◆ **Attività da svolgere**
A) Secondo il testo sulla stabilità politica, perché il rapido crollo dei consensi di un leader non si può spiegare semplicemente come effetto della democrazia? Risponda in una o due frasi.
B) Estenda il testo sulla stabilità politica con un paragrafo che prosegua dopo l'ultima frase, mantenendo la stessa voce in prima persona e lo stesso tono.

◆ **Testo dell'esercizio**
========
La stabilità politica non si ottiene con le tifoserie

Ci sono situazioni davvero importanti che riguardano l’andamento della politica nostrana che io da molto tempo non capisco. Oramai molte sono le fasi, peraltro molto rapide, che promuovono leader che sembrano per alti consensi conseguiti, dover durare molti anni, ma poi puntualmente precipitano nei consensi, e dunque le carte si rimischiano con punto e a capo. Ormai è una certezza: si ripete sempre la solita storia che ci fa sfuggire la stabilità. Negli ultimissimi anni la perita rapida di consensi è accaduto a Silvio Berlusconi, poi a Matteo Renzi, poi a Beppe Grillo, ed ora sembra capitare anche a Matteo Salvini che in due mesi precipita nei consensi di più di dieci punti. Si dirà che è la democrazia, ma non è proprio così. Quando i consensi calano così sensibilmente in un breve lasso di tempo, è più che chiaro che le conseguenze riguardo all’azione di chi ne vuol prenderne il posto nella popolarità, e di chi disperatamente li vuol recuperare, produce un clima di competizione negativo per tutto il tempo della legislatura.
========
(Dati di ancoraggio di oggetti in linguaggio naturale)
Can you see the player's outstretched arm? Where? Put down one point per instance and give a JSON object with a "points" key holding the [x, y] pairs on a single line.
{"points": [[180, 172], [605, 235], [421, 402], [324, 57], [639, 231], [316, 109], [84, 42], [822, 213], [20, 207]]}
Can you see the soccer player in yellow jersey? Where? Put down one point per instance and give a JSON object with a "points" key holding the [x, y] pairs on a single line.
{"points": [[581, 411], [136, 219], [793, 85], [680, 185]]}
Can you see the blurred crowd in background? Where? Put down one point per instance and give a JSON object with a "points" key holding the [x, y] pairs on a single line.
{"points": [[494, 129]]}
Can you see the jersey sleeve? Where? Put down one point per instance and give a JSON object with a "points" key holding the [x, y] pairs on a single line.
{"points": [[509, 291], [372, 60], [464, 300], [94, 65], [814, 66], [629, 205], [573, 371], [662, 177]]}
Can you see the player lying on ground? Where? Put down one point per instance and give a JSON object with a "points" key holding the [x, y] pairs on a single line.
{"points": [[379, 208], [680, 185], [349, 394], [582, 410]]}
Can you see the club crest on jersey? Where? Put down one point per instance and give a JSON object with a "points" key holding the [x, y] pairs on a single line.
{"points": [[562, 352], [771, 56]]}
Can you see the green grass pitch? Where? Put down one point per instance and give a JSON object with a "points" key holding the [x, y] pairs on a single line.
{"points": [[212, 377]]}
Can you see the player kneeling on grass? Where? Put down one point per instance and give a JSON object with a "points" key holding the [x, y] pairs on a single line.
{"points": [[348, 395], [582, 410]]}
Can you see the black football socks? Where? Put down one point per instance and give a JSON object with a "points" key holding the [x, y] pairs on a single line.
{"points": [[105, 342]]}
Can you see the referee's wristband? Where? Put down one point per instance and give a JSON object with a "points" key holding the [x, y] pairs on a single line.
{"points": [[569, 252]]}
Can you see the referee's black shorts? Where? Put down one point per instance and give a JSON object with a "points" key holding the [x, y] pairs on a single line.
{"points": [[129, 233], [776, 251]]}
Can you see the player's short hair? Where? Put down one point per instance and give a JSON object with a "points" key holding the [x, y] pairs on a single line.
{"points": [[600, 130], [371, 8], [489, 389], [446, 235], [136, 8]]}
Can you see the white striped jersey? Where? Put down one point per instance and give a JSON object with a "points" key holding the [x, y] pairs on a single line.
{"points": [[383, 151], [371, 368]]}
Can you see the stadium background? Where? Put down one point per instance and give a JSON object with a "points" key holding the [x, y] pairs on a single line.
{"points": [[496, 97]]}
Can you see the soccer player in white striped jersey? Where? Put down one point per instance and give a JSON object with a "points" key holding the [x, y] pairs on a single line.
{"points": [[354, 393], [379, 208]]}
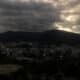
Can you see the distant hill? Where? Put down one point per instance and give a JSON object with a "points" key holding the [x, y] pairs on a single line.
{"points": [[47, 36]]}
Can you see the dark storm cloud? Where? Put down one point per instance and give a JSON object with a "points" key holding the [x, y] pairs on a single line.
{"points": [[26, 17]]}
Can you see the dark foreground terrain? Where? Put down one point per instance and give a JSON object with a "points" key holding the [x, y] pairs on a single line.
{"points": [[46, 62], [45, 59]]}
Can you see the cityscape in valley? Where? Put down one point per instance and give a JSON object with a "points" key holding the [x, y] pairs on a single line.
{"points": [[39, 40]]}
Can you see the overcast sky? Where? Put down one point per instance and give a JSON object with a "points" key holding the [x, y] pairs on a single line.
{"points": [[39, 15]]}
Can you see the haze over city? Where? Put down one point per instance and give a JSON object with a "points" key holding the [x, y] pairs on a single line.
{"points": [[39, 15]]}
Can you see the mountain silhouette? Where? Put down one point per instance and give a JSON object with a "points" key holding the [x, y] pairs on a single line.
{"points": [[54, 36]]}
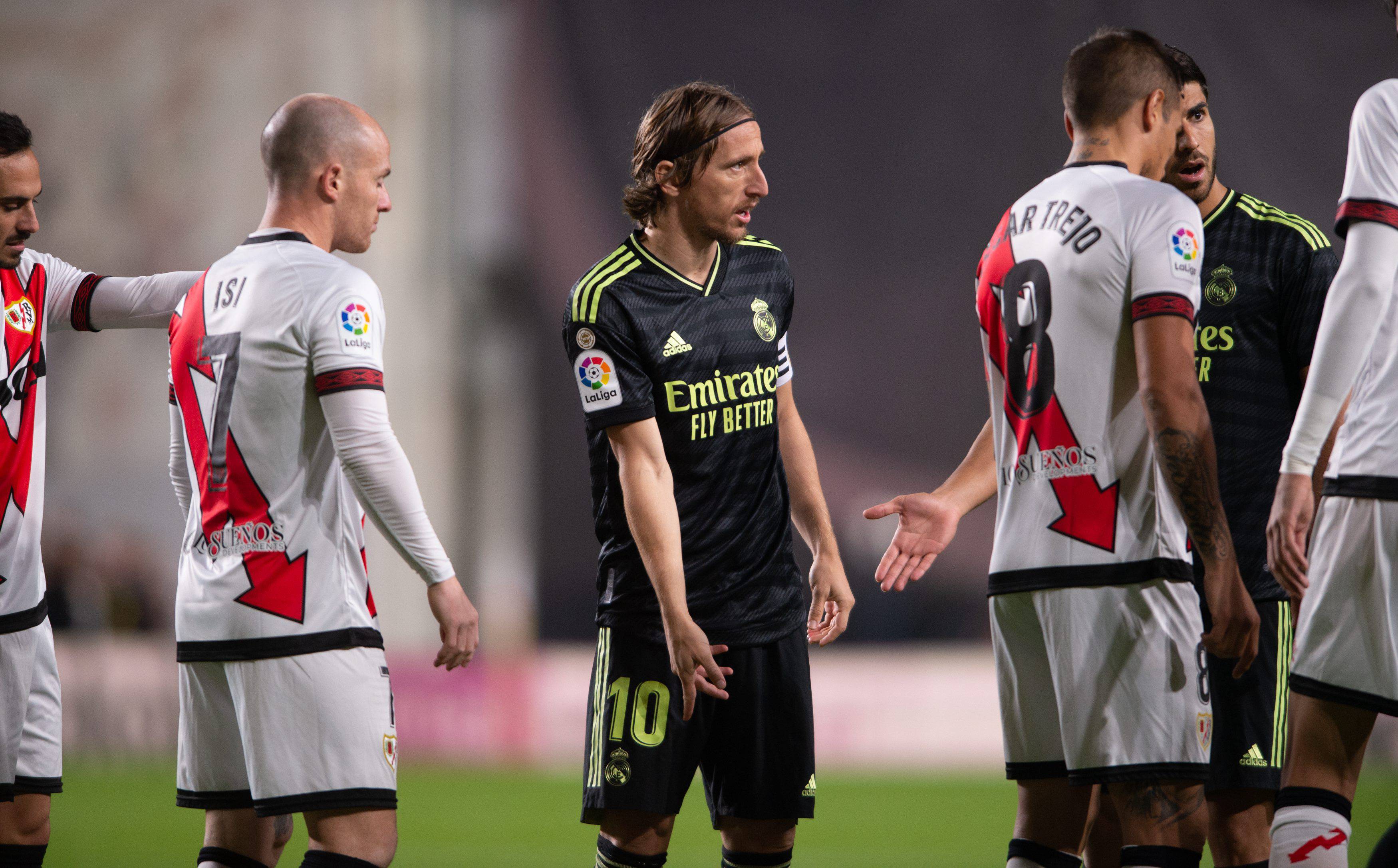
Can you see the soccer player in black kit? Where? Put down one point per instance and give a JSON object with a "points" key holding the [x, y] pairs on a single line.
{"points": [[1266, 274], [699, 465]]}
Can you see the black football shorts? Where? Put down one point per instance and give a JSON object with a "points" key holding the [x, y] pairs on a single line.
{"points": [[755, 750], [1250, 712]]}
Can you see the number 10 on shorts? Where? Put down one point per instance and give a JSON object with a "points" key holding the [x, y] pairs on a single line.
========
◆ **Problemi risolti**
A) Un calo così sensibile in poco tempo spinge sia chi vuole prendere il posto del leader nella popolarità sia chi tenta disperatamente di recuperare i consensi a comportarsi in un certo modo. Ne nasce un clima di competizione negativo che dura per tutta la legislatura.

B)
È accaduto più volte ormai, ed in più legislature, che il partito che ha fatto il pieno dei voti, con un numero importante di rappresentanti in parlamento, dopo poco tempo, dalla popolarità, piomba nella impopolarità. Di qui l’attivismo frenetico di chi vuol guadagnare i consensi che gli altri perdono, così come chi li sta perdendo cerca la rimonta. Per questa ragione vediamo ministri e leader politici scorrazzare per l’Italia non per approfondire i dossier sugli innumerevoli nodi amministrativi, sociali ed economici dei vari luoghi della penisola ed isole, ma semplicemente per fare comizi, assemblee, convegni. Quando poi si torna a Roma, ed è ben già ridotto il tempo per dare indirizzi e riceverne dalle dirigenze del ministero, una parte importante del residuo tempo, viene assorbito da conferenze stampa e partecipazione ai talk show.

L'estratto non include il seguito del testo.